This task was modeled on the word-learning paradigm used with young children in previous studies (McBride-Chang and Treiman, 2003). Children were taught to pronounce two sets of five rare characters differing in symmetry but matched on frequency (time of occurrence per million) and visual complexity (number of strokes) (frequency: Mean (SD) = 3 (6) and 72 (145) in Set A and 0 (0) and 1 (0) in Set B for asymmetrical characters and symmetrical characters, respectively, ps > 0.278; visual complexity: Mean (SD) = 9 (3.53) and 9 (3.46) in Set A and 9 (2.00) and 9.8 (2.59) in Set B for asymmetrical characters and symmetrical characters, respectively, ps = 0.767). Table 1 shows the sample stimuli. The task contained a demonstration phase and up to 8 learning trials. The experimenters began by saying that they would play a learning game with the child, that the characters to be learned were unfamiliar, and that the child should try his or her best. In the demonstration phase, the experimenter showed the child a card and pronounced the character, running her fingers under the character. The experimenter then asked the child to follow by saying “This character is read ______.” We used a pseudo pronunciation, which was not the correct pronunciation for either the symmetrical or asymmetrical character. The procedure was repeated for all five stimuli in each set and the order of demonstration was randomized for each child. Once all five stimuli had been introduced in the first learning trial, the experimenter showed the child one of the cards and asked the child to give the pronunciation of the character to which it corresponded. The experimenter praised the child if s/he pronounced the character correctly and provided the correct answer if s/he pronounced it incorrectly. Learning trials continued until the child achieved the criterion of responding correctly to all five items on two consecutive trials (McBride-Chang and Treiman, 2003). The Cronbach’s α for this task was 0.97.

....

## Given task
Continue the passage on the character-learning task from the point after its final sentence.

## Source data
....

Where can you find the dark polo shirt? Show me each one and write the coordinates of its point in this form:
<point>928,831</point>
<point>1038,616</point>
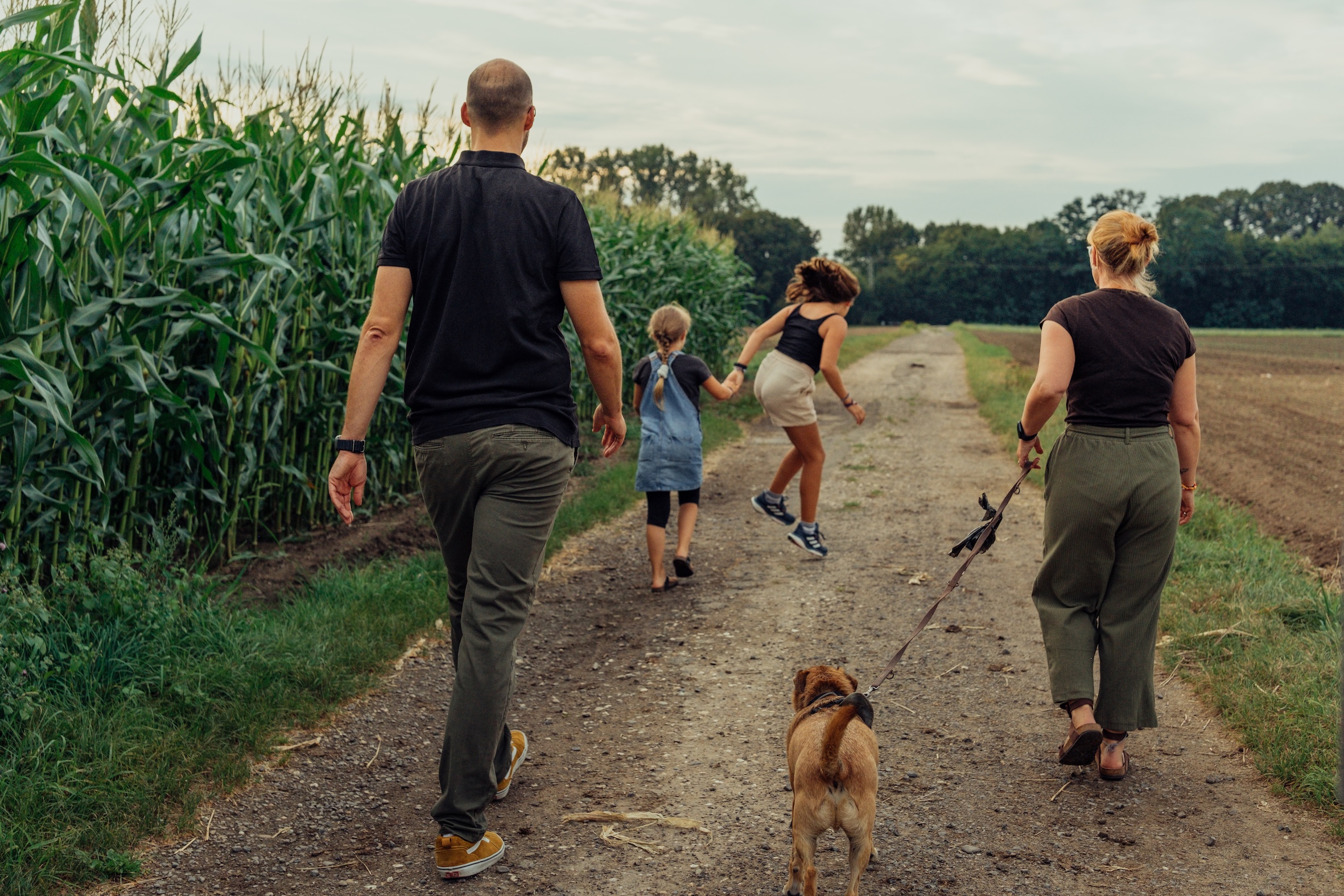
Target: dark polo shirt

....

## Task answer
Chinese word reading

Children read aloud 50 Chinese single-character words presented in order of increasing difficulty (Wang et al., 2015). The Cronbach’s α wαs 0.97 and 0.96 in Experiment 1 and 2, respectively at Time 1, and was 0.94 and 0.92 for Experiment 1 and 2, respectively, at Time 2.

Chinese word writing

Children were asked to write 10 orally-familiar words including 3 single-character words and 7 two-character words, totaling 17 characters (Wang et al., 2015). Each word was orally presented twice in a meaningful sentence to ensure the child understood the intended word. The Cronbach’s α wαs 0.83 and 0.85 in Experiment 1 and Experiment 2, respectively, at Time 1, and was 0.89 and 0.87 for Experiment 1 and Experiment 2, respectively, at Time 2.

Non-verbal IQ

Sets A and B of Raven’s Standard Progressive Matrices (Raven et al., 1996) were administered to measure children’s nonverbal IQ at Time 1. The Cronbach’s α was 0.85.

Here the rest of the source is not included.